YOUR INSTRUCTIONS: Pick out every line of the records that contains the string "plant", and copy each of those lines in full.

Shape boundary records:
※

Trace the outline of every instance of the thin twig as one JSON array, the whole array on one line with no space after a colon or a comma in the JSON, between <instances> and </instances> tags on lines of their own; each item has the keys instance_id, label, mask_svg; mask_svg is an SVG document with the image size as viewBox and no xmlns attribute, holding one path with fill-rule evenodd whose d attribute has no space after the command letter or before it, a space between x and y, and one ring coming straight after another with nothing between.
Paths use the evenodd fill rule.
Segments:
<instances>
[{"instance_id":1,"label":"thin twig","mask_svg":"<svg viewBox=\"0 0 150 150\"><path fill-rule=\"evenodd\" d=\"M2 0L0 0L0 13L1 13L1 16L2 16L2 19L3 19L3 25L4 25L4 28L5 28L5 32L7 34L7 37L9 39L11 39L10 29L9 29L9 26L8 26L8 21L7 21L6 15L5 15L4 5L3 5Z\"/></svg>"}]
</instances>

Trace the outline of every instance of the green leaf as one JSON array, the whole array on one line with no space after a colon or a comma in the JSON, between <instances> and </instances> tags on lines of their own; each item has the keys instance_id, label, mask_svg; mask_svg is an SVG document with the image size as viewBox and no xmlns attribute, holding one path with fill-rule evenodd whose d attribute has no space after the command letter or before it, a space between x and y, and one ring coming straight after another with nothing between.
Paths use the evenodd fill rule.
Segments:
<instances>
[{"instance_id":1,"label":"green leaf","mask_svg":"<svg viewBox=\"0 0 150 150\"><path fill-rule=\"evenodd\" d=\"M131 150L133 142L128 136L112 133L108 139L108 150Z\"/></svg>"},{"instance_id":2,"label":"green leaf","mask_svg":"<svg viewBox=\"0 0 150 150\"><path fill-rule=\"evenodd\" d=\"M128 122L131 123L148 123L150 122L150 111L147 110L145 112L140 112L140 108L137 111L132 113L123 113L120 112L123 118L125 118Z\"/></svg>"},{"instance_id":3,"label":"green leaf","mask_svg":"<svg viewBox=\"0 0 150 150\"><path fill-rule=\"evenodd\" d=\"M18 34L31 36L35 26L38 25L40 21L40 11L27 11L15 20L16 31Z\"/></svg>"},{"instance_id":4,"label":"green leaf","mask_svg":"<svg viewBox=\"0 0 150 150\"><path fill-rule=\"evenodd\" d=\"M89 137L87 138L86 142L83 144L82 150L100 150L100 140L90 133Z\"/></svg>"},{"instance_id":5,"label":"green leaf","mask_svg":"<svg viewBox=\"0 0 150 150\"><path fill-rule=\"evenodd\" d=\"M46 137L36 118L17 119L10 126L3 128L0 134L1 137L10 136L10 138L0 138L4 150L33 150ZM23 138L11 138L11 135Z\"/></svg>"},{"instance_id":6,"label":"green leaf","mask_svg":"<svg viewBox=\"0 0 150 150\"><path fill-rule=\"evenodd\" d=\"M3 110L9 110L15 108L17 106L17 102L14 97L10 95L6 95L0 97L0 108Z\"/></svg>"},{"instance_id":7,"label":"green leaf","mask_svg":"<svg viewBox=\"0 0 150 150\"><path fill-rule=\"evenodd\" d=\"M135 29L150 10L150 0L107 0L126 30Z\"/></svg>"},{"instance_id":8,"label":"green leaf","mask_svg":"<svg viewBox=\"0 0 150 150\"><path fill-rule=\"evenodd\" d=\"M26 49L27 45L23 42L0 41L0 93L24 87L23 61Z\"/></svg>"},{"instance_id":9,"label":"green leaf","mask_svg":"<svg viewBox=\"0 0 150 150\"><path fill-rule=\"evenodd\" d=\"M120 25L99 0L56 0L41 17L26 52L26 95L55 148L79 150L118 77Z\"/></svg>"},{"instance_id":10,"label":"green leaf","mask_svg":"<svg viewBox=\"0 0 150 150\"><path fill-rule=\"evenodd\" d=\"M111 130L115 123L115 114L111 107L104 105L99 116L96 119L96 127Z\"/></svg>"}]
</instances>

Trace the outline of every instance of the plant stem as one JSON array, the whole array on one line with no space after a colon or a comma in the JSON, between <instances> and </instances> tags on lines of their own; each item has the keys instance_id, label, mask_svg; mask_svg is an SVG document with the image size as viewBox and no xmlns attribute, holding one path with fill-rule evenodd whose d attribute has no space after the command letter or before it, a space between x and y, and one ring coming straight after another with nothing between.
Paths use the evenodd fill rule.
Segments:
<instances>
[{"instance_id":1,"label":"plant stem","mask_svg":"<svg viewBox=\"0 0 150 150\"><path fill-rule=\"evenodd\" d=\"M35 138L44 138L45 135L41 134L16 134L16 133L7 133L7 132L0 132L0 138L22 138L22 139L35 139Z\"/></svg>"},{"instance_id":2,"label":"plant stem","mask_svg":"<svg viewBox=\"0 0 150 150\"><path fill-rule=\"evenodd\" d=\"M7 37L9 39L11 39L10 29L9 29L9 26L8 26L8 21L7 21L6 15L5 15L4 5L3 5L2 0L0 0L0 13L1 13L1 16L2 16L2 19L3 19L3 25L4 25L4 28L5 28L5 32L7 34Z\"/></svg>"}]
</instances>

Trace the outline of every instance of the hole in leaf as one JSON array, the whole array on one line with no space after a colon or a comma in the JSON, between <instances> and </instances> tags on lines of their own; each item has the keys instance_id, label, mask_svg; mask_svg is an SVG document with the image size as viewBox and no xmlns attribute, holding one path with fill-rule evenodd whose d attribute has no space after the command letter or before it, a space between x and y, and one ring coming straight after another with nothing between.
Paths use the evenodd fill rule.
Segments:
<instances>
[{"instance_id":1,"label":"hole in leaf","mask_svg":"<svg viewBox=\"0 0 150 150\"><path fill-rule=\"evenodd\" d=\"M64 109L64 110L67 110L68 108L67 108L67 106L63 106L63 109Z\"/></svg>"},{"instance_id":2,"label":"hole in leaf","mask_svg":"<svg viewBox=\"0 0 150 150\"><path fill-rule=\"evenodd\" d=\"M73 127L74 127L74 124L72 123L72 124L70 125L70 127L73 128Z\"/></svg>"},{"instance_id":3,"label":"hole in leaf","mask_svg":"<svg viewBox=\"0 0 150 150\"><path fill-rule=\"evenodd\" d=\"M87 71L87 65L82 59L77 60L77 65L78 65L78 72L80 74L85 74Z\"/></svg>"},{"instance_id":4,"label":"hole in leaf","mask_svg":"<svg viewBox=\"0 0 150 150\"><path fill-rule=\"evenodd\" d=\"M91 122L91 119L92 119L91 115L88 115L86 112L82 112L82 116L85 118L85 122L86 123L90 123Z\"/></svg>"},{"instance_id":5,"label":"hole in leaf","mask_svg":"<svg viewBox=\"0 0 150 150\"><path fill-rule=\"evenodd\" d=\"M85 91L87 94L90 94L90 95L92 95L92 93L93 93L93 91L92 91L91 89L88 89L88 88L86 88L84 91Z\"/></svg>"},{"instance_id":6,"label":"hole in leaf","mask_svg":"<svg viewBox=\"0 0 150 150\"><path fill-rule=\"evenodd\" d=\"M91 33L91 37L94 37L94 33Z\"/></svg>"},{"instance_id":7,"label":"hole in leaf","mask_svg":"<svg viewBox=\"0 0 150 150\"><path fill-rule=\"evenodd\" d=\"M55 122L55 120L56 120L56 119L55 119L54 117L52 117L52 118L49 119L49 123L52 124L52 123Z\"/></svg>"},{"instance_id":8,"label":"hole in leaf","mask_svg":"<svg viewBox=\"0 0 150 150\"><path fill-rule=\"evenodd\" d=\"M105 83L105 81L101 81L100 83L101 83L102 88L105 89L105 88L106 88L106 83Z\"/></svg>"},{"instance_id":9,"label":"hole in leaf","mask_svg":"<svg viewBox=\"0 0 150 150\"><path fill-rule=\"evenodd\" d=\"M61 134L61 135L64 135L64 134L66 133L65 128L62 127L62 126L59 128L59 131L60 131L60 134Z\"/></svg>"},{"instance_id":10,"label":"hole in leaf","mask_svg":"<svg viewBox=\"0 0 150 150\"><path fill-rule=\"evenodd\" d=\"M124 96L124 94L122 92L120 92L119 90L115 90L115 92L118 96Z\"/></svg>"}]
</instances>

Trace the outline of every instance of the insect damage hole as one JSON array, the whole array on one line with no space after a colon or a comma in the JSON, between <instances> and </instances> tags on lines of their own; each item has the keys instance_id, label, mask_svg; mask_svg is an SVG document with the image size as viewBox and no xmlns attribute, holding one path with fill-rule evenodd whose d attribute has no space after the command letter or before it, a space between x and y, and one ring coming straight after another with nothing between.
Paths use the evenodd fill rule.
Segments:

※

ANSWER TO THE EXERCISE:
Trace the outline of every instance of the plant stem as one JSON array, the whole array on one line with no space after a colon or a comma in the JSON, between <instances> and </instances> tags on lines of their own; each item has the keys instance_id, label, mask_svg; mask_svg is an SVG document with the image size as viewBox and no xmlns attribute, holding one path with fill-rule evenodd whose d attribute has no space after the command letter or before it, a space between x and y, and one ring coming straight after another with nothing between.
[{"instance_id":1,"label":"plant stem","mask_svg":"<svg viewBox=\"0 0 150 150\"><path fill-rule=\"evenodd\" d=\"M35 138L44 138L45 135L41 134L16 134L16 133L7 133L7 132L0 132L0 138L22 138L22 139L35 139Z\"/></svg>"},{"instance_id":2,"label":"plant stem","mask_svg":"<svg viewBox=\"0 0 150 150\"><path fill-rule=\"evenodd\" d=\"M7 37L9 39L11 39L10 29L9 29L9 26L8 26L8 21L7 21L6 15L5 15L4 5L3 5L2 0L0 0L0 13L1 13L1 16L2 16L2 19L3 19L3 25L4 25L4 28L5 28L5 32L7 34Z\"/></svg>"}]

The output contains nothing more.